> What you will do
Exactly as they appear, transcribe the entries and skip any pictures.

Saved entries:
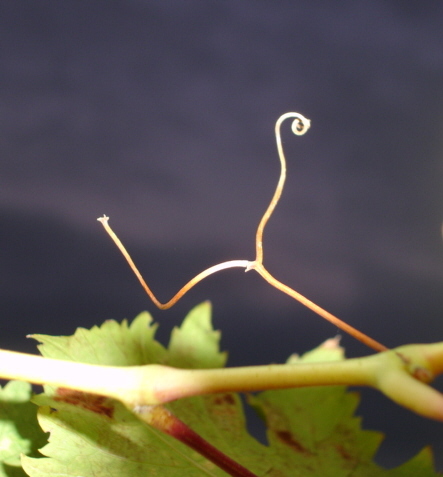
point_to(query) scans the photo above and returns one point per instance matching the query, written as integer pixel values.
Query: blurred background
(161, 115)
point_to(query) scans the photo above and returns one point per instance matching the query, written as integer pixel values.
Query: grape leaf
(19, 430)
(311, 431)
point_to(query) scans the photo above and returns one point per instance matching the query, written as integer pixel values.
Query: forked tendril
(299, 127)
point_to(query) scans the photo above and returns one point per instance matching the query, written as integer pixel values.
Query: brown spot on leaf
(91, 402)
(221, 399)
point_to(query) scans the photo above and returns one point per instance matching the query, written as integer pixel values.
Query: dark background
(161, 115)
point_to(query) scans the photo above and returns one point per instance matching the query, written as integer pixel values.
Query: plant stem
(165, 421)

> Completed exercise
point_to(query) scans the photo above and returns one point per instance matching the query, written as integer pixel values.
Query: blurred background
(161, 115)
point_to(query) scans the photo above and returns one point per instance matching the query, written as integer pixel values.
Query: grape leaf
(19, 430)
(311, 431)
point_to(query) scans the photo above and returns one point per instance matching the query, written as integer pixel values.
Query: forked tendril
(299, 127)
point_to(query) scans the photo above and returns one point per instance matching the query, written as integer pixel values.
Query: brown spot on leaf
(91, 402)
(221, 399)
point_to(query) scans the photo above and returns one point per instance matching the query, written as integer pixel values.
Query: dark background
(161, 115)
point_to(query) scans the photo above and returns one point per instance matching the query, written as integer pixel values.
Query: plant stem
(165, 421)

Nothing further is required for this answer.